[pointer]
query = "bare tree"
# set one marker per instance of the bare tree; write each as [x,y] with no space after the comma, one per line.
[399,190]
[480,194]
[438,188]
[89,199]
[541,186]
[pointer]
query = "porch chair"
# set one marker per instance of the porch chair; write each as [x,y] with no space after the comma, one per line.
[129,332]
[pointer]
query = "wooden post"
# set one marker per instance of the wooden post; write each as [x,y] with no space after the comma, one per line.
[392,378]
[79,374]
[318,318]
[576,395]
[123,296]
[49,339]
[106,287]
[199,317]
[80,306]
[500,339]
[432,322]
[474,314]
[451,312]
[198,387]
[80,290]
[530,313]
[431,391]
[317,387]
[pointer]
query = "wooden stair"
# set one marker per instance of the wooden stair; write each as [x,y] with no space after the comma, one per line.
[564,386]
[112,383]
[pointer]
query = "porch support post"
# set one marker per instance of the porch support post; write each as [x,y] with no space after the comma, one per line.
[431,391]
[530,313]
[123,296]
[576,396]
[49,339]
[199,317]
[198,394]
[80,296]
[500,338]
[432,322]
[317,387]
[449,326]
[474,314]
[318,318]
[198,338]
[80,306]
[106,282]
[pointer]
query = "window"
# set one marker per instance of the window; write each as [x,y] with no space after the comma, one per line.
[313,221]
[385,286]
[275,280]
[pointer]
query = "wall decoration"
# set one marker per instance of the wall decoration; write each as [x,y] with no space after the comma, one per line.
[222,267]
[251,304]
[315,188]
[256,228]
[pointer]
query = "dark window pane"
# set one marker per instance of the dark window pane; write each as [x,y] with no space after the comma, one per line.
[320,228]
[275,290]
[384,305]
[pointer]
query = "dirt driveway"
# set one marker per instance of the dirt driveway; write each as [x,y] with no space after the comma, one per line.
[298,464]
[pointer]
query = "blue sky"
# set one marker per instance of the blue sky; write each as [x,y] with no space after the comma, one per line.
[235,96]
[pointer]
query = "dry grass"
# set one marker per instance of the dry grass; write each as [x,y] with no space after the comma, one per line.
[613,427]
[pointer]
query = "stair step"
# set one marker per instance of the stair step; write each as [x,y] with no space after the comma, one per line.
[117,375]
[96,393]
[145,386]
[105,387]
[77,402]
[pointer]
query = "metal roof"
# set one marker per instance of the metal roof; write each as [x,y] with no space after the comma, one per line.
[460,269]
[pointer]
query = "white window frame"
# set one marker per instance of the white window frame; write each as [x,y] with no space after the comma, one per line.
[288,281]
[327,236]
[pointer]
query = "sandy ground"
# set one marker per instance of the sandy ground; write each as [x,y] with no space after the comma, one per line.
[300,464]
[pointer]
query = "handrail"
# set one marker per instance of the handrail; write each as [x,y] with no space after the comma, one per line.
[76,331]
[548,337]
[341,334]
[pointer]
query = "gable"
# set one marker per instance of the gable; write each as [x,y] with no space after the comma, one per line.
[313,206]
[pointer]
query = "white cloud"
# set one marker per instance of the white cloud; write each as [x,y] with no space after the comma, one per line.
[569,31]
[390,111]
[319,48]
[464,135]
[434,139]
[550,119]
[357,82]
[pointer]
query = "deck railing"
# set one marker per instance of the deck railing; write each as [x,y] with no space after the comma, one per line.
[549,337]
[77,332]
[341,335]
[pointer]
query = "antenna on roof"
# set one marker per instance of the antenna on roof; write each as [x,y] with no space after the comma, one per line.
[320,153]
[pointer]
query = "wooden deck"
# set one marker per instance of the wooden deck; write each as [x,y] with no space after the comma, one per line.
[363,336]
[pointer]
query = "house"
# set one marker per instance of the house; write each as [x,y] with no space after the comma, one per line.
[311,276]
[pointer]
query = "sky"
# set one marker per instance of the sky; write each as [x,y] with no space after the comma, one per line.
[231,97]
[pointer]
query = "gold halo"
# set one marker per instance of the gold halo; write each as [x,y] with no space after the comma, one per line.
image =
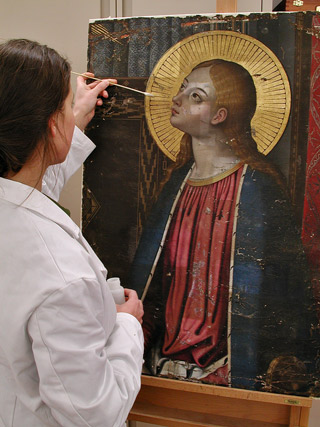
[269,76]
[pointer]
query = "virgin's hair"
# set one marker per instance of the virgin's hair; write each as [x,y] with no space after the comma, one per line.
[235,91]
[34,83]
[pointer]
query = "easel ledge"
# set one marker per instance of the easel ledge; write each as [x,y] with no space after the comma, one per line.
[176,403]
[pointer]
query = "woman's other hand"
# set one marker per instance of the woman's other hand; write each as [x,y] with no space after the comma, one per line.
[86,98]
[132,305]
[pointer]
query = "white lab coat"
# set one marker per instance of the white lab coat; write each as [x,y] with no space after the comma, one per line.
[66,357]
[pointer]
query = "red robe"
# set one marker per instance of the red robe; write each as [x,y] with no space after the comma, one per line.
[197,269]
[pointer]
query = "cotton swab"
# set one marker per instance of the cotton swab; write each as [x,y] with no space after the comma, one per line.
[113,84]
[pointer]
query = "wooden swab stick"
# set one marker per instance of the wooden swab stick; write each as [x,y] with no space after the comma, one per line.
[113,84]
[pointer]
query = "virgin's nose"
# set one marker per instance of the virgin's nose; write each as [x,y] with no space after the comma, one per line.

--

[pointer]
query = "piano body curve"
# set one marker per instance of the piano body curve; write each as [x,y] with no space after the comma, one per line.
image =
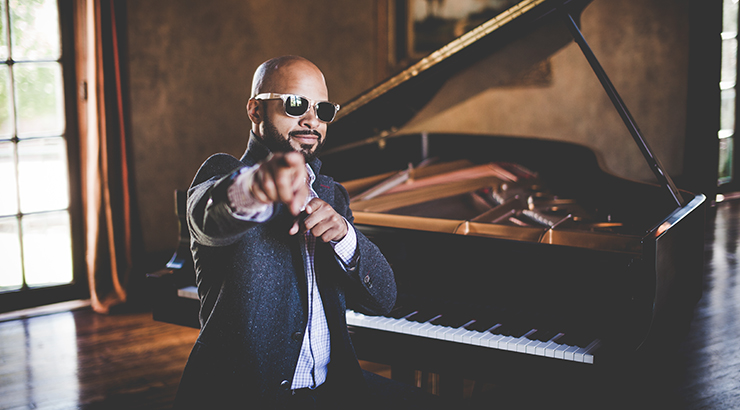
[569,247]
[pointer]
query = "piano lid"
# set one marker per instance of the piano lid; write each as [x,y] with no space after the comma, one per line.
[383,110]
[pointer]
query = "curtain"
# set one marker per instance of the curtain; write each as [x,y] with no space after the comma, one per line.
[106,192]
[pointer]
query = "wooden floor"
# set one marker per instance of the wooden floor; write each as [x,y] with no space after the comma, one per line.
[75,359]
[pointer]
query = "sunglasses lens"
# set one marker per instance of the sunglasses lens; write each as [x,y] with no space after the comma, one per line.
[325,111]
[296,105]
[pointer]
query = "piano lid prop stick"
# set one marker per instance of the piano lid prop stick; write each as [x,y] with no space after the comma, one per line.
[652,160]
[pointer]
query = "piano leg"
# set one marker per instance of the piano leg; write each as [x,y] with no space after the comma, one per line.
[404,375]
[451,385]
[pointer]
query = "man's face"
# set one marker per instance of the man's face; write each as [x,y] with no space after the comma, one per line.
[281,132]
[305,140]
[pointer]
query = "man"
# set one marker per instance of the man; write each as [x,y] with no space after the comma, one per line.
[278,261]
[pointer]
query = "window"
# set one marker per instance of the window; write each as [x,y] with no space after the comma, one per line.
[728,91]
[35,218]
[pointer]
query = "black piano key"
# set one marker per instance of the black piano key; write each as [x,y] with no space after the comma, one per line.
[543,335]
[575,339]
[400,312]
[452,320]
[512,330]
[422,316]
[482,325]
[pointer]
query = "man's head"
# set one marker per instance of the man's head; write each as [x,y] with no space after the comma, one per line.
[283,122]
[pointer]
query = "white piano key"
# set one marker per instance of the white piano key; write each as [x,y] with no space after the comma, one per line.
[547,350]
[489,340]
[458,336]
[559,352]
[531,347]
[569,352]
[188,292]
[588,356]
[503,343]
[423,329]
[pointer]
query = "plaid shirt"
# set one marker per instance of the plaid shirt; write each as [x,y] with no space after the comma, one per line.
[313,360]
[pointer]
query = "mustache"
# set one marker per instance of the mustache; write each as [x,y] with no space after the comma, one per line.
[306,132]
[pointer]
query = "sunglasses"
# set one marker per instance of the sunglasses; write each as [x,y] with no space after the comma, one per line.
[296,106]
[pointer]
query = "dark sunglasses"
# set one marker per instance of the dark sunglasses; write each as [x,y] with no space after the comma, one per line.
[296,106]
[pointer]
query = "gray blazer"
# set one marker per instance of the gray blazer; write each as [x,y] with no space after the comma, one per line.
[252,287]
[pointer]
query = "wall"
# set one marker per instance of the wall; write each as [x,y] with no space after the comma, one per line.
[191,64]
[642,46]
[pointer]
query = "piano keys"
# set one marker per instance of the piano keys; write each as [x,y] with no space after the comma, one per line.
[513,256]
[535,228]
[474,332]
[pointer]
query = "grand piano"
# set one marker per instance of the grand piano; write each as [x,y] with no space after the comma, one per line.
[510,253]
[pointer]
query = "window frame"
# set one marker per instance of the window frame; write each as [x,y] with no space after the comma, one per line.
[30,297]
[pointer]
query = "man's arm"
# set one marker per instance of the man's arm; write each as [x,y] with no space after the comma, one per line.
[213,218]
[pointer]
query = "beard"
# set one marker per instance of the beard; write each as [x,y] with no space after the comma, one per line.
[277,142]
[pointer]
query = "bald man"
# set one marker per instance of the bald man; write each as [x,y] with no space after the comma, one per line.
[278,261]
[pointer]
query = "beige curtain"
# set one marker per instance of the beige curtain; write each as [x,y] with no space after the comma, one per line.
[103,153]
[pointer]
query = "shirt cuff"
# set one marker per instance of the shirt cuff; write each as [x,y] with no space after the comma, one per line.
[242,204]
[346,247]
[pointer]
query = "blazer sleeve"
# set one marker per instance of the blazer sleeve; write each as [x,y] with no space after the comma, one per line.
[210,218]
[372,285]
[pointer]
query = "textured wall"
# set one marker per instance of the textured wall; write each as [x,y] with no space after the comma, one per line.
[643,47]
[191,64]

About this exercise
Count the lines of the material that contain the word "nose" and state the resulting number without further remark.

Written answer
2